*** GEGEBENE EINTRÄGE ***

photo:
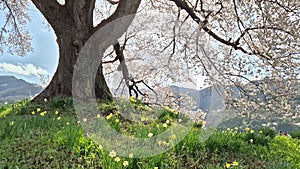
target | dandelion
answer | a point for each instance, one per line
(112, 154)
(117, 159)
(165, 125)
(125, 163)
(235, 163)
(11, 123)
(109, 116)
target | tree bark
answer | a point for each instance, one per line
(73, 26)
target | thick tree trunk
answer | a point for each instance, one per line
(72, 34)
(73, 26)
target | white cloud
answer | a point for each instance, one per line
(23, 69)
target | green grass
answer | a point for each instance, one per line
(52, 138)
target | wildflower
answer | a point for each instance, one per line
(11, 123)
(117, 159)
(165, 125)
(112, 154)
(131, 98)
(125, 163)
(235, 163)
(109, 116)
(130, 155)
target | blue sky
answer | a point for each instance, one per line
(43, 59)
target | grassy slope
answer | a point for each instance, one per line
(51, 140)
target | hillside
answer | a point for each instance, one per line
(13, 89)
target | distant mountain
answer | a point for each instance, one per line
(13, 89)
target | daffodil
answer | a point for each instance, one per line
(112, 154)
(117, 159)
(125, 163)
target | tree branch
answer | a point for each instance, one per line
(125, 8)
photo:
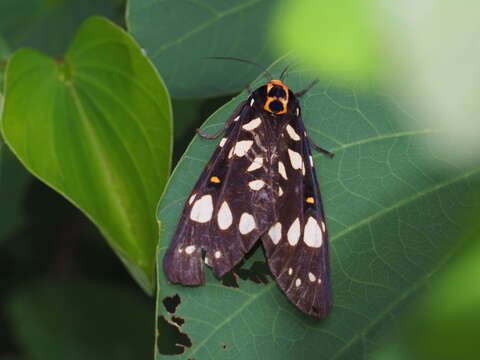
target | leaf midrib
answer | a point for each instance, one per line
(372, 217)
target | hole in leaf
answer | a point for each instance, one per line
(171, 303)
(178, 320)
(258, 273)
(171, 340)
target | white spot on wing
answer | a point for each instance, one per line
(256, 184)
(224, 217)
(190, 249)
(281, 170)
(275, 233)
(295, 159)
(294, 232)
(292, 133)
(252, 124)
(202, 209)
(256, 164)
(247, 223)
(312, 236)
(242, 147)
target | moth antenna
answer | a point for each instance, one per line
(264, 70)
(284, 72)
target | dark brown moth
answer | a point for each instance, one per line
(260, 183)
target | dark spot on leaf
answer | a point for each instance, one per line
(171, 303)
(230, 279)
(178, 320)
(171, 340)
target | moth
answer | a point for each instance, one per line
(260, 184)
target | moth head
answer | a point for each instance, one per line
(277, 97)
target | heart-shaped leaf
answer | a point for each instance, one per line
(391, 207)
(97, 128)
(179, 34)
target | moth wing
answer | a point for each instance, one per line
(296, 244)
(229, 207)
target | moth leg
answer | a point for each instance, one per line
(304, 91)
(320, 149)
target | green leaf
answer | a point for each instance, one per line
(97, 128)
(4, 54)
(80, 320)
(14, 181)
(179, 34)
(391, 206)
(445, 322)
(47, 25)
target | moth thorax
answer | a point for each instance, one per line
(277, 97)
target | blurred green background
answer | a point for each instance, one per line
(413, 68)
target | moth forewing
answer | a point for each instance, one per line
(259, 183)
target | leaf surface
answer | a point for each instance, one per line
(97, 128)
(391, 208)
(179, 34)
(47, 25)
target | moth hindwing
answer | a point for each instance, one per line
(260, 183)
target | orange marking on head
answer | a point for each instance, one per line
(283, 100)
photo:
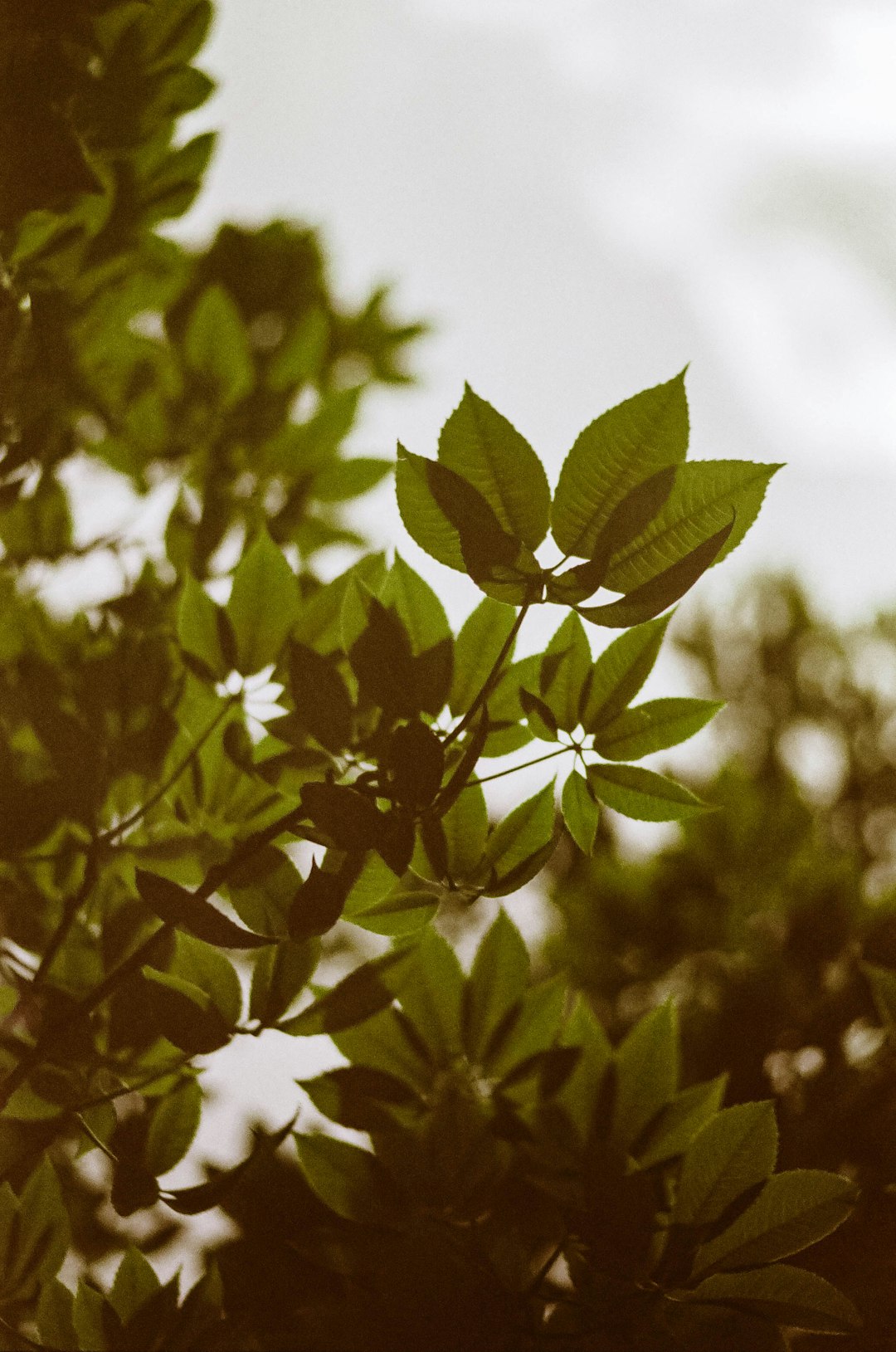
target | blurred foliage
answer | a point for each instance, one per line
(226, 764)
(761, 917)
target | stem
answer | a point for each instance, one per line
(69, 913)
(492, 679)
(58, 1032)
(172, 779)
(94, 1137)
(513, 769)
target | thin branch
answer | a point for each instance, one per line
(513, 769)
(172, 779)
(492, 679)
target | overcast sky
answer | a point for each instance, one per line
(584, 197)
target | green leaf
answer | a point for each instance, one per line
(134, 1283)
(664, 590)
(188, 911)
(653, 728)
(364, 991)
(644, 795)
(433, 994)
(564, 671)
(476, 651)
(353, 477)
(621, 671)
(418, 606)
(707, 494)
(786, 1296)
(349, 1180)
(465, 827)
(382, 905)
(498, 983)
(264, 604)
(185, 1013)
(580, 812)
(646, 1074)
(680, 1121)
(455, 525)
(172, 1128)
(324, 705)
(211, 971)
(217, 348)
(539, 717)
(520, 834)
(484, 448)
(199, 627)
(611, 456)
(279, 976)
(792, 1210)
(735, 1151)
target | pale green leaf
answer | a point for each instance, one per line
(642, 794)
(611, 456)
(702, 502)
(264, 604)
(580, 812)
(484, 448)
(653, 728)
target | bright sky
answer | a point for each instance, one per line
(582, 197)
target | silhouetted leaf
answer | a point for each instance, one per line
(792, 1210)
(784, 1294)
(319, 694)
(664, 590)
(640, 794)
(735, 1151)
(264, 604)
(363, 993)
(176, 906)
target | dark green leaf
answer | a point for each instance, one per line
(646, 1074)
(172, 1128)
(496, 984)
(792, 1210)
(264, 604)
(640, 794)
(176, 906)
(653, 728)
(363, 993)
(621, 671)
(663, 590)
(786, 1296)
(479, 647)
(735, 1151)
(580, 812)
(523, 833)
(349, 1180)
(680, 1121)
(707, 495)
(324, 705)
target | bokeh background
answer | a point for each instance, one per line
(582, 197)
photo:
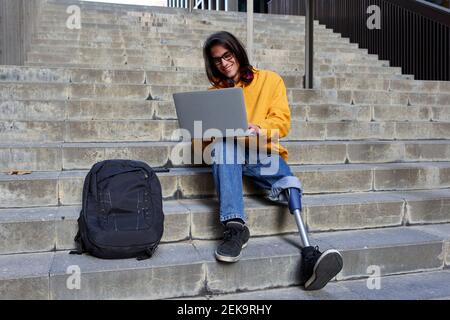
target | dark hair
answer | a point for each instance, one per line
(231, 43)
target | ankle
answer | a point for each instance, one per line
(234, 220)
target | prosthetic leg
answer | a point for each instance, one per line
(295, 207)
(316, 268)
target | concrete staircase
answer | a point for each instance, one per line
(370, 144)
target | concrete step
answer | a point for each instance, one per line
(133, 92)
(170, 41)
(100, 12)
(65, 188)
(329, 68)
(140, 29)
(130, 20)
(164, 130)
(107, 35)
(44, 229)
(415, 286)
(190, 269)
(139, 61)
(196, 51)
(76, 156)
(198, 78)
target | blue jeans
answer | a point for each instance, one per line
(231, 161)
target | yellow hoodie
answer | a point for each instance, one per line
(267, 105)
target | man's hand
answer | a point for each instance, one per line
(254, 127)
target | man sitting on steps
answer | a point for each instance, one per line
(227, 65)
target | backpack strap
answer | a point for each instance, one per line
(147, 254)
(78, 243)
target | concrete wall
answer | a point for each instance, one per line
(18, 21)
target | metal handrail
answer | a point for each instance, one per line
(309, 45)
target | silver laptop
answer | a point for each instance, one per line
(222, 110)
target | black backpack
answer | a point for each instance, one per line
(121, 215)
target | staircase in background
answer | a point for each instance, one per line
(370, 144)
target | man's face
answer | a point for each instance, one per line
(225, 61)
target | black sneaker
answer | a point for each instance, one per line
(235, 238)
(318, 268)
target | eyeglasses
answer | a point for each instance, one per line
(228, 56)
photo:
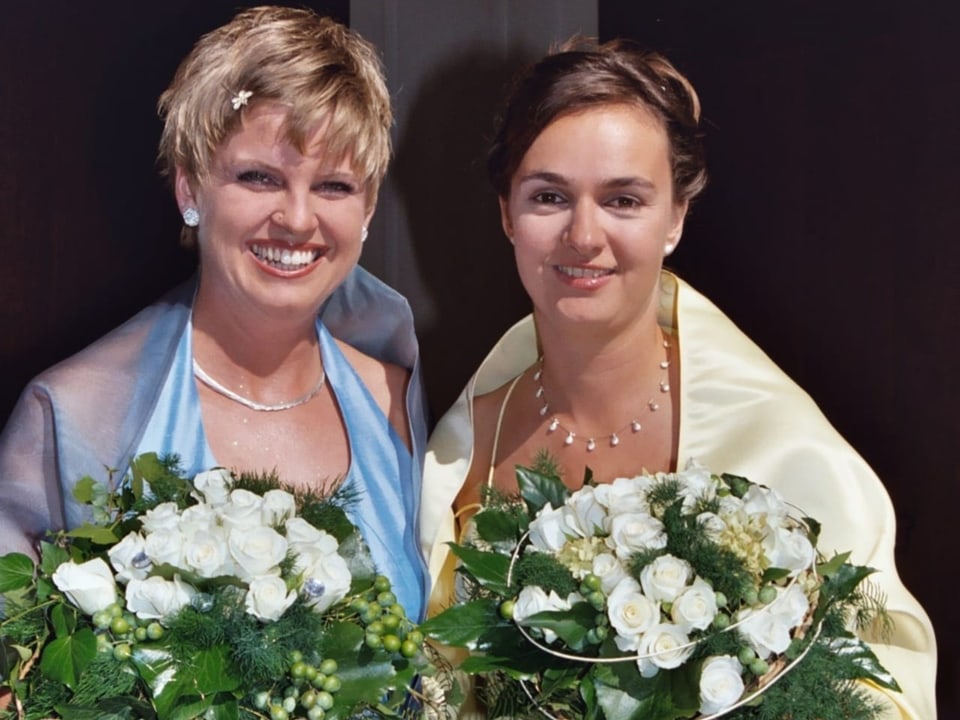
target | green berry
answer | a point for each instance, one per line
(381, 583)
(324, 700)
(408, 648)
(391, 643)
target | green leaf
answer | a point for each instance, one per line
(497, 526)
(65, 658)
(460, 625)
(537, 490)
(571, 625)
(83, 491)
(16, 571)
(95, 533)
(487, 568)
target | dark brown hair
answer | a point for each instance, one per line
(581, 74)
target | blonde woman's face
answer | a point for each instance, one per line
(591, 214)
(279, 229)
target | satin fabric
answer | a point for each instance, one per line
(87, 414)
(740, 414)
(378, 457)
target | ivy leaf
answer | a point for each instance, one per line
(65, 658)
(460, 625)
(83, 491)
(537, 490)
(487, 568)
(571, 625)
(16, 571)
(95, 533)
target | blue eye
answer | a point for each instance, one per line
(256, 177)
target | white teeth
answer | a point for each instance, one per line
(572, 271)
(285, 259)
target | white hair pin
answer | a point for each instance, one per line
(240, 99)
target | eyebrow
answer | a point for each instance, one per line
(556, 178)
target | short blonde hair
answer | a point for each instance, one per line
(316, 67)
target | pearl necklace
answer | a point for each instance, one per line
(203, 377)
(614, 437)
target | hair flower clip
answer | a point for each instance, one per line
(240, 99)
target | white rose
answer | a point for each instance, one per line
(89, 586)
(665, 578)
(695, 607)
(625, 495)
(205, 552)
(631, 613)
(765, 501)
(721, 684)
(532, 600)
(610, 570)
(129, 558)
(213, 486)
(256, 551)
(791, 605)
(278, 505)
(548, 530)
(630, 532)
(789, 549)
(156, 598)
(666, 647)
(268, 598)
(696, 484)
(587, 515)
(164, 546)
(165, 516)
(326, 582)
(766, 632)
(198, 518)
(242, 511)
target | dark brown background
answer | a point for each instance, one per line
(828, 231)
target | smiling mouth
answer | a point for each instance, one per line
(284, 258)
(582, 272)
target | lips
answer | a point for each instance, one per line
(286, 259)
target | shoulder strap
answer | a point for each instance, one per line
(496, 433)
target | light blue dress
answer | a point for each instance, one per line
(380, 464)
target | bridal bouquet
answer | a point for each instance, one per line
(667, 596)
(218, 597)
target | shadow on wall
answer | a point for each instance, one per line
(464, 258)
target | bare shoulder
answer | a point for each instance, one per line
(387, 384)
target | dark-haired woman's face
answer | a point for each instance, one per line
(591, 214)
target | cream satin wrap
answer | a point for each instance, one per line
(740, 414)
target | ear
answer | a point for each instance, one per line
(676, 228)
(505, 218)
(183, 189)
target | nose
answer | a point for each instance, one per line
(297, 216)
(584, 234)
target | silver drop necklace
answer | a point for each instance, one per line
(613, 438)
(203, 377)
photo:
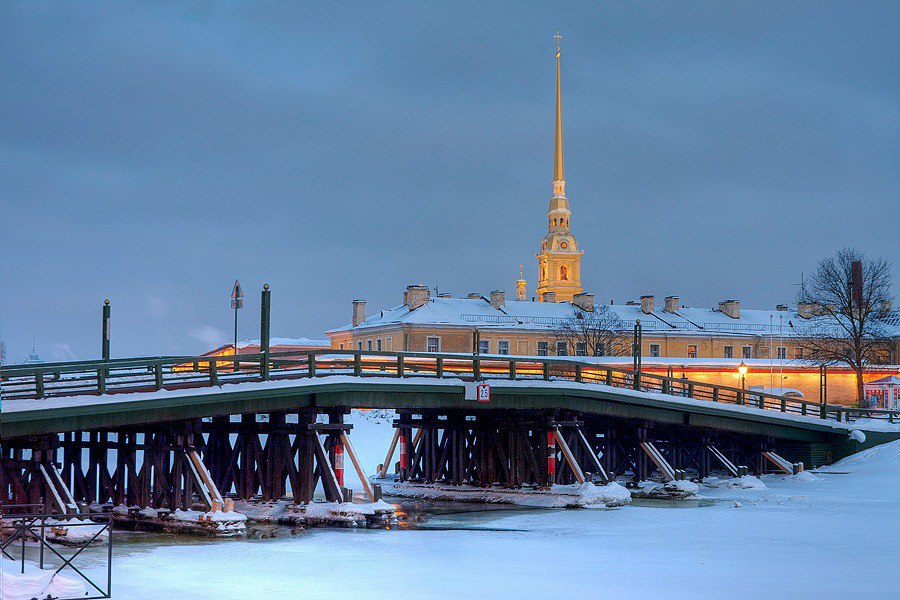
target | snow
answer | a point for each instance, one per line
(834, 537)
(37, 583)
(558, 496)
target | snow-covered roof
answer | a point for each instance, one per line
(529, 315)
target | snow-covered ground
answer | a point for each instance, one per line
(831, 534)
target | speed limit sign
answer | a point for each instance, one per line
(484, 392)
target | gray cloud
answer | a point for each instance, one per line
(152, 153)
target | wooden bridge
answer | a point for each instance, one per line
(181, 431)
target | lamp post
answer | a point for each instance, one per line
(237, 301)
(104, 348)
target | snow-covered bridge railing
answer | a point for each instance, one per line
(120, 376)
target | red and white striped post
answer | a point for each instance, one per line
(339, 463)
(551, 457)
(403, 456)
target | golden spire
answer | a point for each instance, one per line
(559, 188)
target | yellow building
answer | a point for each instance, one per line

***

GEGEBENE AUFGABE: Schreibe die Zeilen oben unverändert ab, beginnend mit der Zeile, die „target | cream satin wrap“ enthält, und endend mit der letzten Zeile. Lass die Bilder in deiner Abschrift weg.

ERGEBNIS DER AUFGABE:
target | cream satin wrap
answer | a point for each instance, one per line
(740, 414)
target | ear
answer | a point for each instance, one per line
(676, 228)
(505, 218)
(183, 189)
target | nose
answer | a point for each instance, one per line
(297, 216)
(584, 234)
target | silver drop necklace
answer | a point for each instance, one per line
(613, 438)
(203, 377)
photo:
target | snow
answer | a point for each instance, one per line
(834, 537)
(37, 583)
(558, 496)
target | snow-covered roof
answer | a point for each instance, one per line
(529, 315)
target | snow-covered ground
answer | a point for each instance, one per line
(831, 534)
target | speed limit sign
answer | a point for each instance, one per line
(484, 392)
target | gray cloud
answer | a point for each instance, one per line
(152, 153)
target | wooden bridge
answer | a point for each instance, one per line
(181, 431)
target | lamp post
answer | a point for each instance, one per line
(237, 301)
(104, 348)
target | snow-covered bridge railing
answer | a point for each instance, one per line
(120, 376)
target | red and white striped post
answer | a point for each instance, one per line
(339, 463)
(551, 457)
(403, 456)
target | golden spire
answer | a point for each instance, one per line
(559, 188)
target | yellow building
answer | a point for each instance, one per line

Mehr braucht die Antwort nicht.